■ **The problem**:
Skip all lines in the entries below that come before the one containing "glass, one point per instance.". Repeat that line and the rest exactly.

■ **Available data**:
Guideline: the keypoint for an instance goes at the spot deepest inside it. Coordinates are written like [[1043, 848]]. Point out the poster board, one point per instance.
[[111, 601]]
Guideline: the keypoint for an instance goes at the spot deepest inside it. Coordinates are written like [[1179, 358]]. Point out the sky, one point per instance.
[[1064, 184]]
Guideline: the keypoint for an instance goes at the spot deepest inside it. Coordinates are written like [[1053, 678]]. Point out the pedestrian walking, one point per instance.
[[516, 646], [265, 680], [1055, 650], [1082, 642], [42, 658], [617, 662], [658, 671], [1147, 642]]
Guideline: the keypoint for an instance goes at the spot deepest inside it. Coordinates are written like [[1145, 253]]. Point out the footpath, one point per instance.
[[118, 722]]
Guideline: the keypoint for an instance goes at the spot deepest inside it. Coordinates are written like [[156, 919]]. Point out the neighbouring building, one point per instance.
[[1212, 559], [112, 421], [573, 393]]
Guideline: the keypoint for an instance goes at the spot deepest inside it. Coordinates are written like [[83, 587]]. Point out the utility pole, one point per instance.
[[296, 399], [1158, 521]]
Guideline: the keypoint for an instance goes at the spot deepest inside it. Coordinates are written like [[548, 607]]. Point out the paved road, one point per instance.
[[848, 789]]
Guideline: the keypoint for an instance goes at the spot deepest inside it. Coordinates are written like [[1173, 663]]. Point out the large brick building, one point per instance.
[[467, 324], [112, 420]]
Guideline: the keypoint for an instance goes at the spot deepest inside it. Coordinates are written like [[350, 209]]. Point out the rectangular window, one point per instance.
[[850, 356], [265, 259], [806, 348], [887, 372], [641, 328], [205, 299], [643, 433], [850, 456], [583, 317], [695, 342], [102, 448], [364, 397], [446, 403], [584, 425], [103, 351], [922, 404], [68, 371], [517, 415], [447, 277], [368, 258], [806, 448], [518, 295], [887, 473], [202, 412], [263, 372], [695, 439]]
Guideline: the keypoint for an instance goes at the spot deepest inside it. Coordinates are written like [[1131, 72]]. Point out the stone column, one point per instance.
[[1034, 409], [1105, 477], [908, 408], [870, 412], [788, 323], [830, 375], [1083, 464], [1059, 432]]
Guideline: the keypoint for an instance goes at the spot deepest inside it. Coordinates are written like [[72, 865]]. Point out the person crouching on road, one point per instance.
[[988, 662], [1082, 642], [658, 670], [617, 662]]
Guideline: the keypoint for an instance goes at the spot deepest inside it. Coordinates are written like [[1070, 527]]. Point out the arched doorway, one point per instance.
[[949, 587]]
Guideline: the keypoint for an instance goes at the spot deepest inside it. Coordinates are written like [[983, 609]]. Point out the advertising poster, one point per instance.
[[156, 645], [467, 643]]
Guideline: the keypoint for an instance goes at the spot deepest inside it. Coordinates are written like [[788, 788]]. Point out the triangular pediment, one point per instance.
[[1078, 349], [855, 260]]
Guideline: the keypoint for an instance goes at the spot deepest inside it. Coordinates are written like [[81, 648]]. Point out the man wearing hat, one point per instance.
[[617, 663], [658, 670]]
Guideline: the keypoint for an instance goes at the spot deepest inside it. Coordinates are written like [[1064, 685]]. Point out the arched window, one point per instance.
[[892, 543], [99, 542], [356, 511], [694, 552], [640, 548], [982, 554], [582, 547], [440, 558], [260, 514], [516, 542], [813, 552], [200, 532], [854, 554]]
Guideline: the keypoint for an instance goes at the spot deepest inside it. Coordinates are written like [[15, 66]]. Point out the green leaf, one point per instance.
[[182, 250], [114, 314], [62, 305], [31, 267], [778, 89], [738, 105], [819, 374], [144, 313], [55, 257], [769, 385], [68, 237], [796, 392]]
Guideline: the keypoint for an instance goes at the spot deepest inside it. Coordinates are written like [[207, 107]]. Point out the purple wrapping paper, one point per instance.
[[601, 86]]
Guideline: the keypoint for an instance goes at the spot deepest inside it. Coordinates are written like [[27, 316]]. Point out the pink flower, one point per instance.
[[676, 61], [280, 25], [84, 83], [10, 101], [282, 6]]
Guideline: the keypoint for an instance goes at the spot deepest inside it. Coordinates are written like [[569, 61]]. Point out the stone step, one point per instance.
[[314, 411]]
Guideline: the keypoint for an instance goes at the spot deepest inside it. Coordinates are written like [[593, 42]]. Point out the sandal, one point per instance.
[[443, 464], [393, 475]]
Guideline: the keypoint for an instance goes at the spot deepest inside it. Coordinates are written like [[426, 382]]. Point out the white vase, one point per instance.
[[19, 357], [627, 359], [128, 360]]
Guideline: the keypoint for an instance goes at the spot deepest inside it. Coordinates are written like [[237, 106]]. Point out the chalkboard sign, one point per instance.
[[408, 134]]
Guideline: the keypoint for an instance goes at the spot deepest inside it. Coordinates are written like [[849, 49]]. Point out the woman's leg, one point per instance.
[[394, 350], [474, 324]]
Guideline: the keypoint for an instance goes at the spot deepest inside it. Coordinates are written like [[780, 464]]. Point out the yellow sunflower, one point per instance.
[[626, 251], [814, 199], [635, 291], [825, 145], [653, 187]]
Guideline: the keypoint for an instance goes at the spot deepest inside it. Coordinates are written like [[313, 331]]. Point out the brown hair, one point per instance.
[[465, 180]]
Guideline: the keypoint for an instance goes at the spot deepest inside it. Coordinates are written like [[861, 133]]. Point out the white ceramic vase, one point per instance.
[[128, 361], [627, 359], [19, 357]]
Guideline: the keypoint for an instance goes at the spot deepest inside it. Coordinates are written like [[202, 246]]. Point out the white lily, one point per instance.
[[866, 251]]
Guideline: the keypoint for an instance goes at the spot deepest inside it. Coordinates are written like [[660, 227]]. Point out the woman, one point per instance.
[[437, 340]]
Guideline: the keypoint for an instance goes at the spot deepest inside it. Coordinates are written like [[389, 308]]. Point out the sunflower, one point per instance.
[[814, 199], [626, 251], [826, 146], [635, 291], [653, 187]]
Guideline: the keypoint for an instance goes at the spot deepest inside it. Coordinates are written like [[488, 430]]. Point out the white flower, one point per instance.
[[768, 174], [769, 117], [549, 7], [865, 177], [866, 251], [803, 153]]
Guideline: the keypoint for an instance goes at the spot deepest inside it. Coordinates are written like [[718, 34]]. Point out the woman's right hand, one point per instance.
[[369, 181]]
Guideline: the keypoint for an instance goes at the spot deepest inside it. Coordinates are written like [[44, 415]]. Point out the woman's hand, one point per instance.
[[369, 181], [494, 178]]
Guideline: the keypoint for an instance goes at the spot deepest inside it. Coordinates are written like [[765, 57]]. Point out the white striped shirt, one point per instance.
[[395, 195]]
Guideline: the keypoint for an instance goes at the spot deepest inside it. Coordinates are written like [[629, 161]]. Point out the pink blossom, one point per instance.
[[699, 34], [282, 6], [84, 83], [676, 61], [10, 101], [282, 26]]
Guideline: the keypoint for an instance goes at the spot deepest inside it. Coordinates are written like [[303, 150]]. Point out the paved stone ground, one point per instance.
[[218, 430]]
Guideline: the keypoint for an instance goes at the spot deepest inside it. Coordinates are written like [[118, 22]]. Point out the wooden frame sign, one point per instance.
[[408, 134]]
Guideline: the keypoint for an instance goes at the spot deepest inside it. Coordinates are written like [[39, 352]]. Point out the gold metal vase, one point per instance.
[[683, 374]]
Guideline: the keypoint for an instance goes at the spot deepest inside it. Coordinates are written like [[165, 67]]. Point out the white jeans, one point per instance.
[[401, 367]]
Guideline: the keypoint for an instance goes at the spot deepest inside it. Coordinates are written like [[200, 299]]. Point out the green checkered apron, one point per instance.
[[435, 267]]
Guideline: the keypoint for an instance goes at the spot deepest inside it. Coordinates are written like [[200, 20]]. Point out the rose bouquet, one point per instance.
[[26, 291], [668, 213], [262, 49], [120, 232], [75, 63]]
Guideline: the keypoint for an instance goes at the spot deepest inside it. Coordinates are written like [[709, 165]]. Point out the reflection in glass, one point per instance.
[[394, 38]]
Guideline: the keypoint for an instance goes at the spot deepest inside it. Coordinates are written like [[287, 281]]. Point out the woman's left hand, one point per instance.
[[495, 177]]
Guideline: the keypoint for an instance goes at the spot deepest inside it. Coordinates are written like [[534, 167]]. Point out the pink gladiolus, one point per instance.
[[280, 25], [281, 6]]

■ **Your solution**:
Guideline: the keypoint for an instance goes at the spot deepest inside it. Coordinates are written like [[709, 165]]. Point out the reflection in glass, one point per instance.
[[394, 38]]
Guideline: the keypoint for an instance goes at the spot deepest inside it. Coordinates are written like [[287, 281]]. Point out the woman's left hand, one point per instance.
[[495, 177]]
Guideline: the keypoint for an instance goes at the spot deepest inside it. Coordinates are written like [[534, 167]]. Point out the pink gladiolus, one point per instance.
[[280, 25], [281, 6]]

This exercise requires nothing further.